◆ INFORMATION SHOWN:
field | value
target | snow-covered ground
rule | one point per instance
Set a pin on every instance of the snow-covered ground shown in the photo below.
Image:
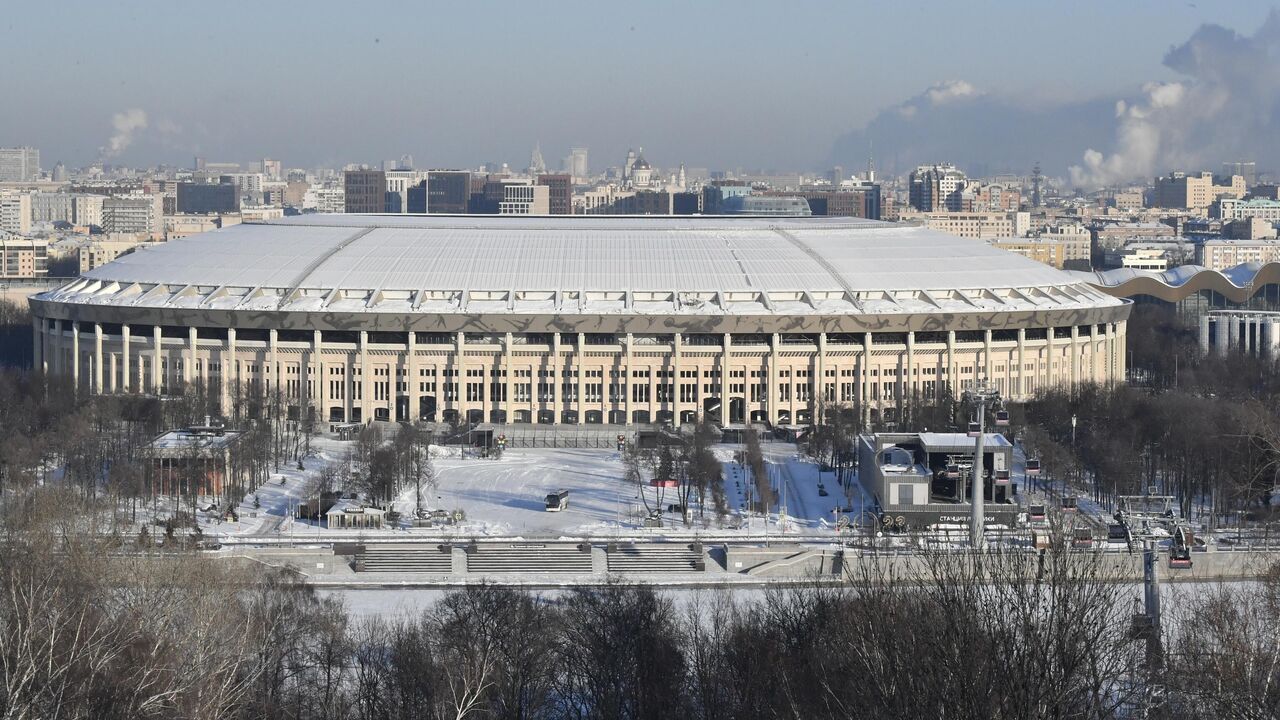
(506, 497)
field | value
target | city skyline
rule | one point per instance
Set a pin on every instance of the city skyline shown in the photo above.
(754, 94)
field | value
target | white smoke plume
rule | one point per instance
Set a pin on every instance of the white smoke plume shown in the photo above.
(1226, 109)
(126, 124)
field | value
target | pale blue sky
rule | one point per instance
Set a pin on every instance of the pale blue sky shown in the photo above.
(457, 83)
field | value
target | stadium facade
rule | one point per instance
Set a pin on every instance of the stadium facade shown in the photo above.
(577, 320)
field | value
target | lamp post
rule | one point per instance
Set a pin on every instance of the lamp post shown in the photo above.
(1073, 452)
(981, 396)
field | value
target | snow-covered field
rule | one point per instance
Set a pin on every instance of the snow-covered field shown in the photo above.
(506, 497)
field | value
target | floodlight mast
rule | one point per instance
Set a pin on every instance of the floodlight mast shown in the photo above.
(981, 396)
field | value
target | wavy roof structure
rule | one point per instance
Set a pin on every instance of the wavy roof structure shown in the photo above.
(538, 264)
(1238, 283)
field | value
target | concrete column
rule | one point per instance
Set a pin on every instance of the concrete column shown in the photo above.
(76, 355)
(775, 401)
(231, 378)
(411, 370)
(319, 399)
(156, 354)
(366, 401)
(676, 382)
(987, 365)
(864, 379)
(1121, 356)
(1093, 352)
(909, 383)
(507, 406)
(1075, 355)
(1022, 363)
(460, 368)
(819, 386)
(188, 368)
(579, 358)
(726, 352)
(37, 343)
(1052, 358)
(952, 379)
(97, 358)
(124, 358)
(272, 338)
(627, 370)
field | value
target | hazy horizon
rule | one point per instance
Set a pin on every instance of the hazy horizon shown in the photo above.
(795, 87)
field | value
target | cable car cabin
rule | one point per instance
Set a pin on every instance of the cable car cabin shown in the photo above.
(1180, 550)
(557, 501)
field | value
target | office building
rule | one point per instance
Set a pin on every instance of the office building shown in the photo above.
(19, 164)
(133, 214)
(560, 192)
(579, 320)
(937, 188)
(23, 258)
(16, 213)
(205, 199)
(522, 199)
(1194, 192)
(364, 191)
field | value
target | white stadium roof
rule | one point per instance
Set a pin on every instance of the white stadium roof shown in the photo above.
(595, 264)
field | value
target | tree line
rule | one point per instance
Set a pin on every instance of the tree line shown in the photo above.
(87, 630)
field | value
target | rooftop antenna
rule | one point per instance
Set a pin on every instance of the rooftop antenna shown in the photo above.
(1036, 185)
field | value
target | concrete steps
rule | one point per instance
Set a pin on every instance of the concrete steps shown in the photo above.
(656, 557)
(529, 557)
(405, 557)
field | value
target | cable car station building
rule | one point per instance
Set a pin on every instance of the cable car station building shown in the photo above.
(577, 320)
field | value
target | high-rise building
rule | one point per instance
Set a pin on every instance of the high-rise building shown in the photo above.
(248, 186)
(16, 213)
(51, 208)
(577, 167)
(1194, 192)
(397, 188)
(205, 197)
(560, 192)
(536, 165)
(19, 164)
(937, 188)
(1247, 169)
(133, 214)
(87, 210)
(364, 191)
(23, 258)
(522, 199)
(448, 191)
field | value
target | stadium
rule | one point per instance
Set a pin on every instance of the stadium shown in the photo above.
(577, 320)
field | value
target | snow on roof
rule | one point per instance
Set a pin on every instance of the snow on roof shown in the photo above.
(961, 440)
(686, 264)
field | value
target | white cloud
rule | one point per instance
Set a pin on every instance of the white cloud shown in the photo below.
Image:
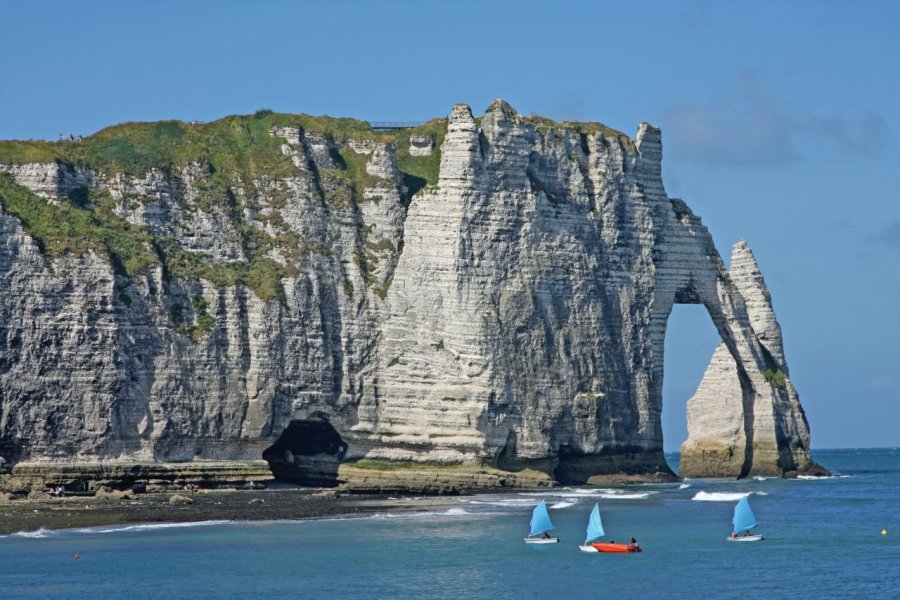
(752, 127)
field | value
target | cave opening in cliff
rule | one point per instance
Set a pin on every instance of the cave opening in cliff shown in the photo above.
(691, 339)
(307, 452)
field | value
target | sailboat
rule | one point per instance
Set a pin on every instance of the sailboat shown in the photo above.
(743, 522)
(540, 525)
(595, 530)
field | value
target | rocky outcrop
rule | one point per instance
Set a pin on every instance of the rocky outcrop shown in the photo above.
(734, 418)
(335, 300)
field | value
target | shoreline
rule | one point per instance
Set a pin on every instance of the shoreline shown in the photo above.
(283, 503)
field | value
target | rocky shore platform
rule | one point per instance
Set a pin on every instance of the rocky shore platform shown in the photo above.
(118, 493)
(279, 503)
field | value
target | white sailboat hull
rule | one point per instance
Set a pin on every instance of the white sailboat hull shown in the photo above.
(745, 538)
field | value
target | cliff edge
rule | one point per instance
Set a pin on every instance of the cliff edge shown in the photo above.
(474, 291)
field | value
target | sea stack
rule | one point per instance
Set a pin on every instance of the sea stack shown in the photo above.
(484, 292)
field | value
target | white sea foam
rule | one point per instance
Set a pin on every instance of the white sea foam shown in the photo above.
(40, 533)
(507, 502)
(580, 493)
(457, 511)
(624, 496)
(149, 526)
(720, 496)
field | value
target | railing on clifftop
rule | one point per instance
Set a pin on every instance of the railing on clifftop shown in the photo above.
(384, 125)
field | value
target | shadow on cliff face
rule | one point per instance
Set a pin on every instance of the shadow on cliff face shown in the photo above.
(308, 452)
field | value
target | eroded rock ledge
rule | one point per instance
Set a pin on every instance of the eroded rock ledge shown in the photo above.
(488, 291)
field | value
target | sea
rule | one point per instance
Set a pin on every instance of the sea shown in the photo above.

---

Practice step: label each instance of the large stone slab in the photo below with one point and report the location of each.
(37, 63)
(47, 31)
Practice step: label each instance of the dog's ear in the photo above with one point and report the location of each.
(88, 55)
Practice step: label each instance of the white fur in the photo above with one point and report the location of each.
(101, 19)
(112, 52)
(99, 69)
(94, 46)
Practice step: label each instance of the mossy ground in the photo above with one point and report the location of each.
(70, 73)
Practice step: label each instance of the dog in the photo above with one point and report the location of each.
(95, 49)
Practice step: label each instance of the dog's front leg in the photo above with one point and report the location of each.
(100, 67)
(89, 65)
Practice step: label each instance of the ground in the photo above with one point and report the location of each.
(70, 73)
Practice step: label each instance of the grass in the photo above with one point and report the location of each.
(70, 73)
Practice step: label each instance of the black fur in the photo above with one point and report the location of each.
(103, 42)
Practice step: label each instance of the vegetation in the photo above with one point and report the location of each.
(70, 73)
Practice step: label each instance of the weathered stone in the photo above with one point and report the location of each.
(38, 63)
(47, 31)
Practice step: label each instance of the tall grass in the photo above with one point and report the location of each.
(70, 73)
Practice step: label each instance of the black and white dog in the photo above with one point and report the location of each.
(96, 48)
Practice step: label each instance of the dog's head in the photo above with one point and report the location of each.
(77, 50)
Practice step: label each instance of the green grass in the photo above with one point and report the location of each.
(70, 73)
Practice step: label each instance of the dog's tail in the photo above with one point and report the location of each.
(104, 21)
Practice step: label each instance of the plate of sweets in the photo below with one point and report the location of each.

◆ EXERCISE DETAILS: Retype the items word for word, everything from the line containing "Practice step: label each instance of the dog's tail" down to the line containing "Practice step: label each instance of the plate", with both of those lines included.

◆ ANSWER TO THIS EXERCISE:
Practice step: label each instance of the dog's tail in the photo above with one point and report the location of each.
(104, 21)
Practice step: label each instance of the plate of sweets in the photo below with one point and report the location of each.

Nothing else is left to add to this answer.